> Texte fourni:
▬▬▬▬▬▬

Le théorème de Néfertiti à l’IMA – Itinéraire de l’œuvre d’art : la création des icônes

Jusqu’au 8 septembre 2013, la nouvelle exposition de l’Institut du Monde Arabe, Le Théorème de Néfertiti, vous propose de retracer l’itinéraire de l’œuvre d’art depuis sa conception dans l’atelier de l’artiste jusqu’à l’appropriation du public en passant par l’agencement muséal. Pour illustrer le parcours de l’œuvre d’art, l’exposition comprend trois sections qui représentent les trois étapes majeures dans le développement de l’image d’une œuvre : la section artiste qui nous replonge dans le contexte historique de la création, la section musée qui nous questionne sur le rôle du mode de présentation et la section public qui nous invite à créer des récits au-delà du cadre spatio-temporel de l’œuvre d’art.

Découvrez les coups de coeur d’Anouar El Anouni et Hajar Chokairi pour chaque section de l’exposition.

Section artiste

William Kentridge – Man with a Sphinx (2010)

Il s’agit de l’œuvre qui incarne le mieux la mission de la section artiste de l’exposition puisqu’elle révèle toutes les dimensions du processus de création d’une œuvre d’art. Ainsi, le spectateur se rend compte des obstacles auxquels se heurte l’artiste lors de la conception. La finesse des lignes imperceptibles vient résorber la grossièreté du nuage de fusain et témoigne sans doute de l’influence de Léonard de Vinci. Cette subtilité permet au spectateur de comprendre que toute œuvre d’art constitue la résultante de négociations formalistes et d’influences historiques.

Bassem Yousri – Ce n’est pas aussi simple que ça en a l’air (2012)


Ces petits bonshommes, qui jalonnent le parcours du spectateur tout au long de l’exposition, n’ont autre but que d’interroger le spectateur sur son appropriation de l’œuvre d’art. En effet, ces petits bonhommes primaires constituent les caricatures des spectateurs qui saisissent  le sens des œuvres de manière superficielle, au mieux par l’intermédiaire de l’index qu’ils pointent machinalement. Comme en témoigne le nom de son œuvre, Bassem Yousri nous invite à adopter une approche différente en repensant notre regard pour saisir la quintessence de l’œuvre d’art.

▬▬▬▬▬▬

> Consigne: Rédigez la suite du texte sur l'exposition Le Théorème de Néfertiti à l'IMA, en commençant juste après sa dernière phrase.

> Données fournies:
▬▬▬▬▬▬

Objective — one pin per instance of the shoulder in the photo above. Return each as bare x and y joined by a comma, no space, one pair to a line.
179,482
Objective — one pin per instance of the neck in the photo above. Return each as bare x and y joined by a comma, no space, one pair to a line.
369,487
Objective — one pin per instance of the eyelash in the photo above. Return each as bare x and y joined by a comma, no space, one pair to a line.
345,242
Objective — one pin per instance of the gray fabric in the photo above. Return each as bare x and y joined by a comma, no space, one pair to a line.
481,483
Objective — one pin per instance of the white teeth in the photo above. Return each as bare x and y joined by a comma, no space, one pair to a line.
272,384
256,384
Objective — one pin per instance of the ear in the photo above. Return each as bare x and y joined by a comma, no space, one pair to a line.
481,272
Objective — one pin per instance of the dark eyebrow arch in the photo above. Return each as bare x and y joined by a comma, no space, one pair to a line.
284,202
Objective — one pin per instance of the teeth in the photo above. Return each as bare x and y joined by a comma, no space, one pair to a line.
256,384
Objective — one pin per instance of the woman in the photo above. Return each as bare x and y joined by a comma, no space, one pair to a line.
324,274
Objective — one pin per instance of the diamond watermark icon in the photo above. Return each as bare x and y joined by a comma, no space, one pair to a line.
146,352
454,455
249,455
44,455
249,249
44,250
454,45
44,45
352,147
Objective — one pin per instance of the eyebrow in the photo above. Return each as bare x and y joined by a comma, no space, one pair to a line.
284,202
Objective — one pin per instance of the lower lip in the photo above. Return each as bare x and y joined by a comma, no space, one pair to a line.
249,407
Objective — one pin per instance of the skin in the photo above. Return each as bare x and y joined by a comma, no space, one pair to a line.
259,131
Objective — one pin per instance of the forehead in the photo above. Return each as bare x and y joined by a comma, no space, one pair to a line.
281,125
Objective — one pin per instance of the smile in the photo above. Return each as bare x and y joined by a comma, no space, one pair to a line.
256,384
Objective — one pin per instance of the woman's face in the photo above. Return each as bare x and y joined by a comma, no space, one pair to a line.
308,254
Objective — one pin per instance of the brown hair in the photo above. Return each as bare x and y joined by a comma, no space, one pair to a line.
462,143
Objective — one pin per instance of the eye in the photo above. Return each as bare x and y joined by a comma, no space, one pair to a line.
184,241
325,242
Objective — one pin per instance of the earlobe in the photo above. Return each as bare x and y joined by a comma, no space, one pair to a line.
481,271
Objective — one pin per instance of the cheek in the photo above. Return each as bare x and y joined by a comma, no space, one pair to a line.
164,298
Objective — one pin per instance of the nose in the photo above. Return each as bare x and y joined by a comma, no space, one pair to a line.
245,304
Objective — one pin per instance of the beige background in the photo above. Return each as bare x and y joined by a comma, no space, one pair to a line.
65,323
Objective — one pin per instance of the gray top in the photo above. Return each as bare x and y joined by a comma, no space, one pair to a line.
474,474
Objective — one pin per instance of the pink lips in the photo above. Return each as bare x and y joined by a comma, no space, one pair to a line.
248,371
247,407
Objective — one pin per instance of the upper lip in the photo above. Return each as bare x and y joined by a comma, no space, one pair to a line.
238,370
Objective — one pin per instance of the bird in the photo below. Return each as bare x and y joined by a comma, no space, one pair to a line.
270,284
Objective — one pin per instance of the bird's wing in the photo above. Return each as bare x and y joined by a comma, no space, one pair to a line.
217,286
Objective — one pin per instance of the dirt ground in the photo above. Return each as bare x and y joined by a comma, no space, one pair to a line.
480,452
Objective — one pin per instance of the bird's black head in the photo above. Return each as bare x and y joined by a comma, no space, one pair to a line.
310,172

▬▬▬▬▬▬

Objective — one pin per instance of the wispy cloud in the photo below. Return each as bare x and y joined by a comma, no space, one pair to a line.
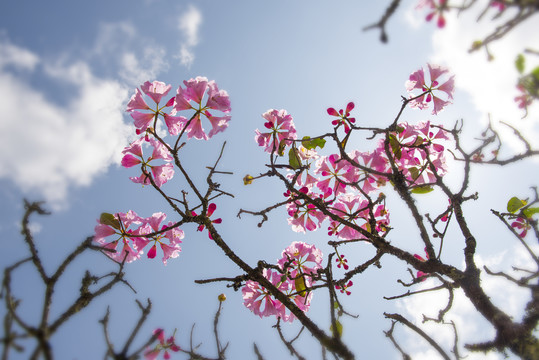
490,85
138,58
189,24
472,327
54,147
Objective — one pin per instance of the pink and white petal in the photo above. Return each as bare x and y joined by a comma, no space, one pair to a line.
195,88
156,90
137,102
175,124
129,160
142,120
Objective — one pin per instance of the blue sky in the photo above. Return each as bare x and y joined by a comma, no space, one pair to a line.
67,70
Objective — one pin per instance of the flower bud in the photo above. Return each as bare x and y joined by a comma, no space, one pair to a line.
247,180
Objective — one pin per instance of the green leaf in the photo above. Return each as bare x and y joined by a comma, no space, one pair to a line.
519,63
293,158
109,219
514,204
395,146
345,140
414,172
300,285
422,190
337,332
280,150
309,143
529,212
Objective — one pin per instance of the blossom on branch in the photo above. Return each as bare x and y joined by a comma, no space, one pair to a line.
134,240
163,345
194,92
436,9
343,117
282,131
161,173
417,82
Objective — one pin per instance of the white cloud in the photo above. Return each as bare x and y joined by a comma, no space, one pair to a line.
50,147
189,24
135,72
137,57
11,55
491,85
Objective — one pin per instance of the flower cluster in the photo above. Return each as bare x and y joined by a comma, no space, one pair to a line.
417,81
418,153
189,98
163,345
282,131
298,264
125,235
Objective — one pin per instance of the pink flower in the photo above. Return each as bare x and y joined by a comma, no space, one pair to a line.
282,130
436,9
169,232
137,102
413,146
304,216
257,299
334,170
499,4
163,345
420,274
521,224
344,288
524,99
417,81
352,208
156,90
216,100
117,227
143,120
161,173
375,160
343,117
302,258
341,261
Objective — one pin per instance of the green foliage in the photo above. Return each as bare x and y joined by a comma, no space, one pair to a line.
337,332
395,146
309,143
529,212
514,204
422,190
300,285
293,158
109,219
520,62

▬▬▬▬▬▬

> Réponse attendue:
Vik Muniz – Tupperware Sarcophagus (2010)

Comment ne pas esquisser un sourire à la vue de cette momie grandeur nature qui repose silencieusement dans un tupperware en plastique dont la forme s’apparente à celle des sarcophages traditionnels de l’Egypte ancienne? L’intérêt de cette œuvre qui attire immédiatement le regard réside dans le subtil détournement de ce qui est une icône antique chargée d’associations en un objet de la vie quotidienne. L’œuvre prend alors toute sa signification au sein du parcours initiatique de l’exposition car elle montre comment un objet à vocation utilitaire associé à la conservation des aliments peut devenir une œuvre d’art à part entière simplement en revêtant une forme inattendue.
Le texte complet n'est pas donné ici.